Given instruction | Please copy the rows below, starting at the line containing "Q: Locate the red paper" and ending with the last row, substituting "ribbon" for "streamer" and leaving everything else unchanged.
Start
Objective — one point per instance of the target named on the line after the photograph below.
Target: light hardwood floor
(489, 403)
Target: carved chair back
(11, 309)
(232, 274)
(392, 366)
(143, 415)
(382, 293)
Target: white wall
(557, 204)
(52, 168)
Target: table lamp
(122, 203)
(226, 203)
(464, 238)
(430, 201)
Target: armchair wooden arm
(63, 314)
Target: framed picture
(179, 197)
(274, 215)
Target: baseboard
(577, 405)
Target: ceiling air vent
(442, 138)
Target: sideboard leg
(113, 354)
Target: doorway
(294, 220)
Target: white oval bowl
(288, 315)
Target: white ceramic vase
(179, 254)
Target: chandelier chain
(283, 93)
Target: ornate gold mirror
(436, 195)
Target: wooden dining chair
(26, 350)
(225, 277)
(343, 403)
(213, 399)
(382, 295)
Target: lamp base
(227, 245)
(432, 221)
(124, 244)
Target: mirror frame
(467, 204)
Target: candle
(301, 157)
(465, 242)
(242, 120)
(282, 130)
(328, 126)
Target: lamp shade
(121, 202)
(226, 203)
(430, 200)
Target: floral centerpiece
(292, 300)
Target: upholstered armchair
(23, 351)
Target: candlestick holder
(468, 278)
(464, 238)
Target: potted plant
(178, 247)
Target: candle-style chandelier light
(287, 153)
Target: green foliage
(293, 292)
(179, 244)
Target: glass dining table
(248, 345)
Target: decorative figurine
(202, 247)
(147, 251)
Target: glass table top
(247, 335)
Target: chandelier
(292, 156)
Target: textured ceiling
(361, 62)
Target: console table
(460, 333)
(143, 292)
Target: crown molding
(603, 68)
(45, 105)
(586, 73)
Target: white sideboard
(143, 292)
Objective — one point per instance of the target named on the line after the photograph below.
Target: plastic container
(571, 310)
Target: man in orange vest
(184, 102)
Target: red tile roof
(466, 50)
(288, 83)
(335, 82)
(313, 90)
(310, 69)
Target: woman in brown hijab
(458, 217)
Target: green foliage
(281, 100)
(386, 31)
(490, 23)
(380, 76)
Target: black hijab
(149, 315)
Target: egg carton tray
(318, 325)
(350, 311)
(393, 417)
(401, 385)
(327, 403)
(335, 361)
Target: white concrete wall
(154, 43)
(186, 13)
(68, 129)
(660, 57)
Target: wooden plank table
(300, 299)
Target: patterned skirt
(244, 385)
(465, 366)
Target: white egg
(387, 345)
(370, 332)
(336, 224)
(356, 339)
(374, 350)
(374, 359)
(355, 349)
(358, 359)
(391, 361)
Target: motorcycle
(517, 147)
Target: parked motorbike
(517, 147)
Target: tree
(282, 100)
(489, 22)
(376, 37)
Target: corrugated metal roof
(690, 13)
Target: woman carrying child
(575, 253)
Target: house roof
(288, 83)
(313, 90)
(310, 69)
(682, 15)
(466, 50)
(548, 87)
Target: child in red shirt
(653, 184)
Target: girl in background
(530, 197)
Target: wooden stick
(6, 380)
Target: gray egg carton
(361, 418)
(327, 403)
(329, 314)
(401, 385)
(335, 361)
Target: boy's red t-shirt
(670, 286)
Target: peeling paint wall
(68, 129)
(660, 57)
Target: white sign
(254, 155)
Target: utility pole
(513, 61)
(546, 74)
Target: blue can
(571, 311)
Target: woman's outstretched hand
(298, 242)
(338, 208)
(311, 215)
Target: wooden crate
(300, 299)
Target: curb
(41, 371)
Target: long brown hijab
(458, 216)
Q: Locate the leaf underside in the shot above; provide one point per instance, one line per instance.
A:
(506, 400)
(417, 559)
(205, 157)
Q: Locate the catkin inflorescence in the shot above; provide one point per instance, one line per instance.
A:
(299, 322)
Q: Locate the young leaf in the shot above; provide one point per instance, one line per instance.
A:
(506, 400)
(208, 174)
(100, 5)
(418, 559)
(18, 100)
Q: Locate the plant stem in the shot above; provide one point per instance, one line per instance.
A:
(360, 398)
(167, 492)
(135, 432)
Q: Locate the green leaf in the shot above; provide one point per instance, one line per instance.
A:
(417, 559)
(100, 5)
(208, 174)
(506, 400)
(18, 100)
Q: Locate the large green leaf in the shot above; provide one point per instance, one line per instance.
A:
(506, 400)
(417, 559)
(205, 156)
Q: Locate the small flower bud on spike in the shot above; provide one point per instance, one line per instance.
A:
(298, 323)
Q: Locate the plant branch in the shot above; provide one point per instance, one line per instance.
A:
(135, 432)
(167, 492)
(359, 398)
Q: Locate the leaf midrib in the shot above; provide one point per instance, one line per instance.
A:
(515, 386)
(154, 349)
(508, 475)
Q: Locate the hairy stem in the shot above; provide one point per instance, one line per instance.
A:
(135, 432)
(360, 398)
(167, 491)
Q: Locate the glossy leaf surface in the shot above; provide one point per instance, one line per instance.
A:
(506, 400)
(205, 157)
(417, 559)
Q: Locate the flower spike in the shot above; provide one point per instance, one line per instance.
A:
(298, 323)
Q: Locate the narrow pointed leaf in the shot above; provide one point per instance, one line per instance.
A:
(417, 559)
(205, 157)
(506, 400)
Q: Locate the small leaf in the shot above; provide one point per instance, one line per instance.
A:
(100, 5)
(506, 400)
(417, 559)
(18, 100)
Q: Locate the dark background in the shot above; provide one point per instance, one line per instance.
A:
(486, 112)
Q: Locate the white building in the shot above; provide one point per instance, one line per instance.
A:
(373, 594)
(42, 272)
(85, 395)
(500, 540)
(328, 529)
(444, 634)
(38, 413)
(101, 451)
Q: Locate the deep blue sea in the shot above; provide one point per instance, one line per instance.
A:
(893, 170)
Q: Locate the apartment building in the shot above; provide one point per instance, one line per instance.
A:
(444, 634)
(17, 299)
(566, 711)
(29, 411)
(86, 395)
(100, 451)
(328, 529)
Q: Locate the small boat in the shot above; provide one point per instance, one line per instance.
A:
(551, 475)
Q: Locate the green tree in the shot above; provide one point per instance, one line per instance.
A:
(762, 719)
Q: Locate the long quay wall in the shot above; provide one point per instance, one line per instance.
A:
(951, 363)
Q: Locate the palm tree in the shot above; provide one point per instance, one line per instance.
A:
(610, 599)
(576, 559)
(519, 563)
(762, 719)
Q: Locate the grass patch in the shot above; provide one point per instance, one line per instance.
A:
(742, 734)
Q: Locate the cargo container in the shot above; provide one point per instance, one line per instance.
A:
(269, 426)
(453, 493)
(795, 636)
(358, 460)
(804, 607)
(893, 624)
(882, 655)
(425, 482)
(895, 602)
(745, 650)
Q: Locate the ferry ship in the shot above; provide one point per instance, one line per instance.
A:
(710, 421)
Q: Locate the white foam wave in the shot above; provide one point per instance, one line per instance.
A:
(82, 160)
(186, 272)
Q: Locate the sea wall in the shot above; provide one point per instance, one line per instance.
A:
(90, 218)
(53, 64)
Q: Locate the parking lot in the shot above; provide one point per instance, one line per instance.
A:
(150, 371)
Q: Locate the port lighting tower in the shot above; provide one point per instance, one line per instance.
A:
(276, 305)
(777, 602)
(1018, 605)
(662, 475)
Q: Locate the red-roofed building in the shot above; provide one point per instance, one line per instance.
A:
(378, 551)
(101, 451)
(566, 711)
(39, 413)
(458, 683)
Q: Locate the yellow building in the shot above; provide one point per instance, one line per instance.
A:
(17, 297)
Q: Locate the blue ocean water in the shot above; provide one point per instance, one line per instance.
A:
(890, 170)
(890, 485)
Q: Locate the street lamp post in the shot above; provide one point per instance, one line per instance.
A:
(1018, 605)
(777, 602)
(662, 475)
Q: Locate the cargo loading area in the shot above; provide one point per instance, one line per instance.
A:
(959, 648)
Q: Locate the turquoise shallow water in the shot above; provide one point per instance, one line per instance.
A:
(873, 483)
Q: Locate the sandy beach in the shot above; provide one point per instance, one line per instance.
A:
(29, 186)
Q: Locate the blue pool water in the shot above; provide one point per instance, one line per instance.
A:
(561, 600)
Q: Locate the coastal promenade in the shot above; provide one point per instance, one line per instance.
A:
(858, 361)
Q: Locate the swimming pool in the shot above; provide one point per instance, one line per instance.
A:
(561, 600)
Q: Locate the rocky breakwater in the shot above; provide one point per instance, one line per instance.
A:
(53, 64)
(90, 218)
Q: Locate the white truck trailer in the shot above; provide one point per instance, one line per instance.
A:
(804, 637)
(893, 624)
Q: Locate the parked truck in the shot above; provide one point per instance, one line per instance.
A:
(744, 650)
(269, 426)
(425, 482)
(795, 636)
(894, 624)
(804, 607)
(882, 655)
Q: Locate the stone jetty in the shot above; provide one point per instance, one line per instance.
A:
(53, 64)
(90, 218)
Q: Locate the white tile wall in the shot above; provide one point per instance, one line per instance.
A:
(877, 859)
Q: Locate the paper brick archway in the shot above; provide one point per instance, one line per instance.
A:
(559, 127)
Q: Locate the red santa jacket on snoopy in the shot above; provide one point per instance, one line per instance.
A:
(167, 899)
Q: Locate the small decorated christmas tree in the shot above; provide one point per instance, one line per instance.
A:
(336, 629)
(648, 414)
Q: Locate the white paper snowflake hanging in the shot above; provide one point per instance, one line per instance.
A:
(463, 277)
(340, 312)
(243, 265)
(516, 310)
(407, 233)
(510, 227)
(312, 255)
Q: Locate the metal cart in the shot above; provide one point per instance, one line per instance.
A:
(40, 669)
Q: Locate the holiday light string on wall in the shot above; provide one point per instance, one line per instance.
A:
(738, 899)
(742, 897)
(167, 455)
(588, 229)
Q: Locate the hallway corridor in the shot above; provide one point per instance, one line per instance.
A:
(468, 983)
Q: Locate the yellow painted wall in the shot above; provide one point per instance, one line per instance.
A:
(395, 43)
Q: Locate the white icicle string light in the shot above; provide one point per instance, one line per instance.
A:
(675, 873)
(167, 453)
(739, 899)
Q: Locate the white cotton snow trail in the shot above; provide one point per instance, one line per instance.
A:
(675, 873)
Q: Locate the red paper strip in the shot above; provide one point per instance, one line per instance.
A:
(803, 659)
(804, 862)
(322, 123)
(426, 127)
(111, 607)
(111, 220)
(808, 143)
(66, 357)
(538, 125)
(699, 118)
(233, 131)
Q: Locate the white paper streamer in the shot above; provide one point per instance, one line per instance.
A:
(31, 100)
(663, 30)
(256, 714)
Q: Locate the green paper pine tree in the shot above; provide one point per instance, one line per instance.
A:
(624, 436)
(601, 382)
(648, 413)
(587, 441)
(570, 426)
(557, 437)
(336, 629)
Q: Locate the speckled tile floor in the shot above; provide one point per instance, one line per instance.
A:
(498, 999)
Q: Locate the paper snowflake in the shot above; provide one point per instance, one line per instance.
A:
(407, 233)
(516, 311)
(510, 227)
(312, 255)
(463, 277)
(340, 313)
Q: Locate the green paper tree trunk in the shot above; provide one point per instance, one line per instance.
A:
End
Complete response |
Q: Locate the red paper strip in the shot above; provide one point per instance, one line per instance.
A:
(803, 659)
(804, 862)
(322, 123)
(426, 127)
(111, 607)
(111, 220)
(808, 143)
(66, 357)
(538, 125)
(699, 118)
(233, 131)
Q: Locate the white paper ribbon in the shot above; provide one point per instance, one line per instance.
A:
(31, 100)
(663, 30)
(256, 714)
Q: Locate the green paper pine tree in the shot above; provide one point per instance, one line per instance.
A:
(624, 436)
(601, 382)
(648, 413)
(587, 441)
(570, 426)
(557, 437)
(336, 629)
Q: Locate the speckled tile floor in the shot above; provide one point per instance, one line per instance.
A:
(498, 999)
Q: Locate the paper snowflake in the shot above; provide one point per instance, one line per instance.
A:
(407, 233)
(516, 311)
(510, 227)
(312, 255)
(463, 277)
(340, 313)
Q: Locate the green paper tree trunk in the shot above; provide one point per instance, one line per instance.
A:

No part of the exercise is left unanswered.